• Your task: Rewrite all of the material below with "dropping one marker" changed to "placing a single marker" everywhere it occurs. Leave every other character as it is.

=== Data rows ===

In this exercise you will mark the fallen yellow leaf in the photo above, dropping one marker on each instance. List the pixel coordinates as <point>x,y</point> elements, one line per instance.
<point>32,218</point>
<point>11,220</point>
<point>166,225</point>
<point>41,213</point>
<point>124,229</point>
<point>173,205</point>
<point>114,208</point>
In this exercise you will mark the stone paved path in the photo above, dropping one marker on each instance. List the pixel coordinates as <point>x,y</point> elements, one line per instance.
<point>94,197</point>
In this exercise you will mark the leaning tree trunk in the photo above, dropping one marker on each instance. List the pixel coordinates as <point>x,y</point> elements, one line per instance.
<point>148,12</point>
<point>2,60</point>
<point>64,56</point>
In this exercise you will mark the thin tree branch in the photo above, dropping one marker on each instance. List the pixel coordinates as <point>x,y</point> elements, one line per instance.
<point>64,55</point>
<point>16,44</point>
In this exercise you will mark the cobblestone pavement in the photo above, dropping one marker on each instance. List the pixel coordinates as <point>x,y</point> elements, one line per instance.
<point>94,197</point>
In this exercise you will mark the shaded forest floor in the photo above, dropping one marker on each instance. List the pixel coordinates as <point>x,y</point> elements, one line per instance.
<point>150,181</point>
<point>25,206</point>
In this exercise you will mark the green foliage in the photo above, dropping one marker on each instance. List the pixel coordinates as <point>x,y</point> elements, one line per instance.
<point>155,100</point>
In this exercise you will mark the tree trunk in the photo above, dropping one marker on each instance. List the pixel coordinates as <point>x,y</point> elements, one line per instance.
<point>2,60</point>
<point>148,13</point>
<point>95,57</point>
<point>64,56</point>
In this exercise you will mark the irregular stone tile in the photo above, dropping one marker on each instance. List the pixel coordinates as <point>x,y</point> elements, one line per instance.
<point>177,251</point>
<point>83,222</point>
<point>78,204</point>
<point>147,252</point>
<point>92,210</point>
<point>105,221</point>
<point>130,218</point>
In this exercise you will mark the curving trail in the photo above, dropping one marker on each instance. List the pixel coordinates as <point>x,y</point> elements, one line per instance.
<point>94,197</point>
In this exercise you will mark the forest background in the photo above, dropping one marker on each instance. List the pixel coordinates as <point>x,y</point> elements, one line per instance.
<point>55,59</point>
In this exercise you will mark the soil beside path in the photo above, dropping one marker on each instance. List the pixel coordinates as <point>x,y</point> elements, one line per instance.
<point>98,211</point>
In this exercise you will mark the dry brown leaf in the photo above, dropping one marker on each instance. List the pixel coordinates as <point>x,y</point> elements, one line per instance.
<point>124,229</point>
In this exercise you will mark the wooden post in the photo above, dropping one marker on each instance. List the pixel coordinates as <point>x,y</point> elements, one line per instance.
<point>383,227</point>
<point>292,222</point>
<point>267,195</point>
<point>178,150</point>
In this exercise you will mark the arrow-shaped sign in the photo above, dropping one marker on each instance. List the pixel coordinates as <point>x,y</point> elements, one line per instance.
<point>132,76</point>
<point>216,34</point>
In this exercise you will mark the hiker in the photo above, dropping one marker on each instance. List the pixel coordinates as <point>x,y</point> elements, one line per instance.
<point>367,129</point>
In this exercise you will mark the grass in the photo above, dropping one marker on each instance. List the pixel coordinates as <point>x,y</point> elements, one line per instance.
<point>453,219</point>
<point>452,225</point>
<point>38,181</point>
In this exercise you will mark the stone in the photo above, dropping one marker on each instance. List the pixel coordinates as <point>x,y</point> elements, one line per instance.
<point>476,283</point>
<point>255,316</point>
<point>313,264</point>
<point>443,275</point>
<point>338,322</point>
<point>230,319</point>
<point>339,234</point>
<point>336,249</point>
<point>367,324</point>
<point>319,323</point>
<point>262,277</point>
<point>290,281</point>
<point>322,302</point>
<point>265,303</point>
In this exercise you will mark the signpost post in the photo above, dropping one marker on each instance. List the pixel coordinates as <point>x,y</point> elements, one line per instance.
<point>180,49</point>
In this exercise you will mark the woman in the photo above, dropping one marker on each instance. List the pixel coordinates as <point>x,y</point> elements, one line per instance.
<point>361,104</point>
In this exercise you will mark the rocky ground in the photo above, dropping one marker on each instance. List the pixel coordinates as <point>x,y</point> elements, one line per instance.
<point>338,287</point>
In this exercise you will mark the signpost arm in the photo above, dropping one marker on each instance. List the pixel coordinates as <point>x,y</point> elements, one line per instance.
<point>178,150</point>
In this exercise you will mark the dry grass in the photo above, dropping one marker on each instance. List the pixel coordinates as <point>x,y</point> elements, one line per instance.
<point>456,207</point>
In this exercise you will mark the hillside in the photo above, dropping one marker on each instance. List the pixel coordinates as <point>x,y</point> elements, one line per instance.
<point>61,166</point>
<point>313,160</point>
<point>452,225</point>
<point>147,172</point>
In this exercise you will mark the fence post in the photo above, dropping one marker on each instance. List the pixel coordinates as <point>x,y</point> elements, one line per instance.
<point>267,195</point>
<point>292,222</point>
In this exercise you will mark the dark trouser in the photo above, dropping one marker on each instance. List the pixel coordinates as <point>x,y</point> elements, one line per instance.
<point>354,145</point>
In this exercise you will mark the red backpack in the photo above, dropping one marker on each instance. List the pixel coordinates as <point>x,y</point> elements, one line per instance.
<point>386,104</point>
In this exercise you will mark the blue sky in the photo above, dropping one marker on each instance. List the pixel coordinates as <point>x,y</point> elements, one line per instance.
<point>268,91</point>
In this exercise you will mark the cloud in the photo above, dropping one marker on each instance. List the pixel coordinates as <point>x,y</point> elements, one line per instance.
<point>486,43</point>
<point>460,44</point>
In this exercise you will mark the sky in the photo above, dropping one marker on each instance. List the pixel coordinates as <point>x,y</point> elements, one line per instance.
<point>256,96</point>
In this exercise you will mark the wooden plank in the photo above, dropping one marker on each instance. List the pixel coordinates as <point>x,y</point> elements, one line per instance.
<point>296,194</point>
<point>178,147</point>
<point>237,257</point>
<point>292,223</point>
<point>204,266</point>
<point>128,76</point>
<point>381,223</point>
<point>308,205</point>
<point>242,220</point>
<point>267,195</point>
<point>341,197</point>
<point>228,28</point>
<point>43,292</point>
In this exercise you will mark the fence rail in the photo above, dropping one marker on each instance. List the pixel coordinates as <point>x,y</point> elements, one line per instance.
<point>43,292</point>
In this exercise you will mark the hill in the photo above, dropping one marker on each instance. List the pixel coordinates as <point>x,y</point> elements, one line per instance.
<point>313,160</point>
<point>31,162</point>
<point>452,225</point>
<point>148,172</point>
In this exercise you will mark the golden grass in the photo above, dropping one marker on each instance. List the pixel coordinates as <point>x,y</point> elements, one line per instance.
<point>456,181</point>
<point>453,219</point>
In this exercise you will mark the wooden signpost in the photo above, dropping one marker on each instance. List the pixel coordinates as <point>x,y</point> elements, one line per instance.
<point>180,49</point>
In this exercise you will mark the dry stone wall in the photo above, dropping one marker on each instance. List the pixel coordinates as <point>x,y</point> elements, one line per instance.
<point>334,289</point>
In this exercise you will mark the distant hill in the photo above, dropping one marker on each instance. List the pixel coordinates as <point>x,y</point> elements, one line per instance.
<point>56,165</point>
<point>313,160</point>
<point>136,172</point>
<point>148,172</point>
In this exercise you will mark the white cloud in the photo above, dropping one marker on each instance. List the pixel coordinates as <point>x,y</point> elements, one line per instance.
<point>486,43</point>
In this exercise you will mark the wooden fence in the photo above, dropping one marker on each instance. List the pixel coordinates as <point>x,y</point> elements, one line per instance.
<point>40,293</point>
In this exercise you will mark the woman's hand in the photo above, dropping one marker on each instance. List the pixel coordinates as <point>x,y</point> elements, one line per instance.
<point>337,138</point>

===

• Full response:
In this exercise you will mark the fallen yellow leaf in the photo above, placing a single marker on each instance. List the pixel coordinates as <point>x,y</point> elements, one line per instance.
<point>32,218</point>
<point>11,220</point>
<point>166,225</point>
<point>41,213</point>
<point>124,229</point>
<point>173,205</point>
<point>114,208</point>
In this exercise you will mark the stone paved path in the photo above, placing a single marker on each instance. List the pixel coordinates as <point>x,y</point> elements, one line per instance.
<point>94,197</point>
In this exercise you will mark the leaning tree trunk in the photo above, placing a single marker on each instance. List the pixel coordinates as <point>x,y</point> elements, one line per instance.
<point>148,12</point>
<point>2,60</point>
<point>64,56</point>
In this exercise you will mark the thin tree branch in the photo above, placing a single marker on each instance. List the pixel coordinates as <point>x,y</point> elements, one line per instance.
<point>64,55</point>
<point>16,44</point>
In this exercise you will mark the cobblestone pavement in the photo above, placing a single marker on each instance. List the pixel coordinates as <point>x,y</point> elements, one line per instance.
<point>94,197</point>
In this exercise you will mark the shaded forest floor in the photo above, placing a single marker on each instance. List the pixel coordinates as <point>x,y</point> elements, one line per instance.
<point>150,181</point>
<point>25,206</point>
In this exercise you will mark the green foliage in the photo above, placing a single marker on each instance. List the pixel coordinates as <point>x,y</point> elements, one line per instance.
<point>155,100</point>
In this exercise you will mark the tree trunk in the photo above, placing a single marker on each instance. List the pixel coordinates as <point>x,y</point> elements, one line per instance.
<point>2,60</point>
<point>148,13</point>
<point>95,57</point>
<point>64,56</point>
In this exercise you will mark the irregular stone tile in the photo above, placing a single marker on each instance. List the pixel coordinates as <point>x,y</point> elements, one line per instance.
<point>177,251</point>
<point>83,222</point>
<point>78,204</point>
<point>147,252</point>
<point>92,210</point>
<point>105,221</point>
<point>130,218</point>
In this exercise you will mark the curving trail in the photo above, placing a single marker on each instance. List the pixel coordinates as <point>x,y</point> elements, one line per instance.
<point>94,197</point>
In this exercise you will mark the forest background in the photo above, placing a single marker on each instance. List the pixel coordinates as <point>x,y</point> elements, one line per instance.
<point>55,59</point>
In this exercise you will mark the soil beside path in the photo above, placing a single marker on each instance. List the pixel coordinates as <point>x,y</point> elements, one line per instance.
<point>98,211</point>
In this exercise you will mark the dry brown leaf in the photo above, placing a single marker on each instance. List the pixel coordinates as <point>x,y</point> elements, one line per instance.
<point>124,229</point>
In this exercise you will mark the wooden post in the photo above, placing a single marker on each instance. List the pixel coordinates as <point>x,y</point> elements, one line per instance.
<point>383,227</point>
<point>292,222</point>
<point>267,195</point>
<point>178,150</point>
In this exercise you will mark the arrow-shaped sign in the photo above, placing a single marker on each instance. List the pixel coordinates as <point>x,y</point> elements, one line per instance.
<point>132,76</point>
<point>216,34</point>
In this exercise you will mark the hiker in the photo above, placing a single marker on each instance. List the pixel coordinates as <point>x,y</point> elements, one line per instance.
<point>367,129</point>
In this exercise you will mark the grass in the photo above, placing a single marker on each instance. List the pixel coordinates as <point>x,y</point> elements, one line per instance.
<point>453,219</point>
<point>452,225</point>
<point>38,181</point>
In this exercise you will mark the stone in the photo above, placing a single marker on each instance. List the pixel coordinates as <point>x,y</point> elements, one line per instance.
<point>476,283</point>
<point>255,316</point>
<point>313,264</point>
<point>443,275</point>
<point>338,322</point>
<point>230,319</point>
<point>339,234</point>
<point>336,249</point>
<point>367,324</point>
<point>319,323</point>
<point>262,277</point>
<point>290,281</point>
<point>322,302</point>
<point>265,303</point>
In this exercise you will mark the signpost post in the photo above, placing a single marker on each instance. List the pixel coordinates as <point>x,y</point> elements, one line per instance.
<point>180,49</point>
In this exercise you will mark the woman in the photo above, placing a single marker on each instance. List the pixel coordinates as <point>x,y</point> elements, one line per instance.
<point>361,104</point>
In this exercise you will mark the rocky ground in the photo above, placing a single marker on each instance. List the pixel coordinates as <point>x,y</point> elements, one line per instance.
<point>338,287</point>
In this exercise you will mark the signpost arm in the photo above, placing a single marker on each instance. List the pixel coordinates as <point>x,y</point> elements, one line per instance.
<point>178,150</point>
In this exercise you will mark the dry grass in the photo above, placing a single marker on each instance. List the pixel coordinates as <point>x,y</point> elements, one line per instance.
<point>456,207</point>
In this exercise you will mark the hillside in the photo above, placing a single marker on each instance. List the pixel coordinates as <point>x,y</point> elements, one line per instance.
<point>61,166</point>
<point>313,160</point>
<point>452,225</point>
<point>147,172</point>
In this exercise you will mark the fence post in the photo above, placing a single marker on each instance. List the pixel coordinates as <point>x,y</point> elements, one line per instance.
<point>267,195</point>
<point>292,222</point>
In this exercise you will mark the dark trouser in the photo above, placing a single marker on each instance. List the pixel coordinates as <point>x,y</point> elements, one line per instance.
<point>354,145</point>
In this exercise you will mark the red backpack in the photo above, placing a single marker on each instance. List the pixel coordinates as <point>x,y</point> elements, one line per instance.
<point>386,104</point>
In this exercise you will mark the blue sky in the photo above, placing a single marker on each instance. List the pixel coordinates as <point>x,y</point> elements, one line per instance.
<point>268,91</point>
In this exercise you will mark the cloud in the photo above, placing a single marker on each instance. List the pixel coordinates as <point>x,y</point> elements, one line per instance.
<point>486,43</point>
<point>460,44</point>
In this exercise you will mark the sky in the photo above, placing a single marker on each instance. List the pixel coordinates as <point>x,y</point> elements, one line per instance.
<point>256,96</point>
In this exercise you will mark the wooden plank in the photo above, placing a single marker on each instance. List the pixel coordinates as <point>x,y</point> elements, one line per instance.
<point>296,194</point>
<point>178,147</point>
<point>237,257</point>
<point>292,223</point>
<point>204,266</point>
<point>128,76</point>
<point>381,223</point>
<point>308,205</point>
<point>242,220</point>
<point>267,195</point>
<point>341,197</point>
<point>228,28</point>
<point>43,292</point>
In this exercise you will mark the fence rail in the photo above, placing a single marker on each instance. List the pixel coordinates as <point>x,y</point> elements, one line per instance.
<point>43,292</point>
In this exercise you will mark the hill in the photo above, placing a single marker on each instance. List the pixel coordinates as <point>x,y</point> elements, one line per instance.
<point>313,160</point>
<point>31,162</point>
<point>452,225</point>
<point>148,172</point>
In this exercise you will mark the golden grass in the photo above, placing a single marker on each instance. List the pixel coordinates as <point>x,y</point> elements, one line per instance.
<point>456,181</point>
<point>453,219</point>
In this exercise you will mark the wooden signpost in the photo above, placing a single marker on each instance. List the pixel coordinates as <point>x,y</point> elements, one line per instance.
<point>180,49</point>
In this exercise you will mark the dry stone wall in the photo above, placing a single marker on each instance. List the pixel coordinates as <point>x,y</point> elements, one line per instance.
<point>334,289</point>
In this exercise you will mark the distant hill in the photo above, placing a single marker on each instance. List the pixel coordinates as <point>x,y</point> elements, one line per instance.
<point>56,165</point>
<point>313,160</point>
<point>136,172</point>
<point>148,172</point>
In this exercise you will mark the white cloud in the photo above, placing a single marker on each instance. List the pixel coordinates as <point>x,y</point> elements, one line per instance.
<point>486,43</point>
In this exercise you will mark the wooden fence in the photo above, placing a single marker on each instance. List the pixel coordinates as <point>x,y</point> elements, one line per instance.
<point>40,293</point>
In this exercise you will mark the woman's hand in the photo above, placing a single marker on each instance. List the pixel coordinates as <point>x,y</point> elements, one line per instance.
<point>337,138</point>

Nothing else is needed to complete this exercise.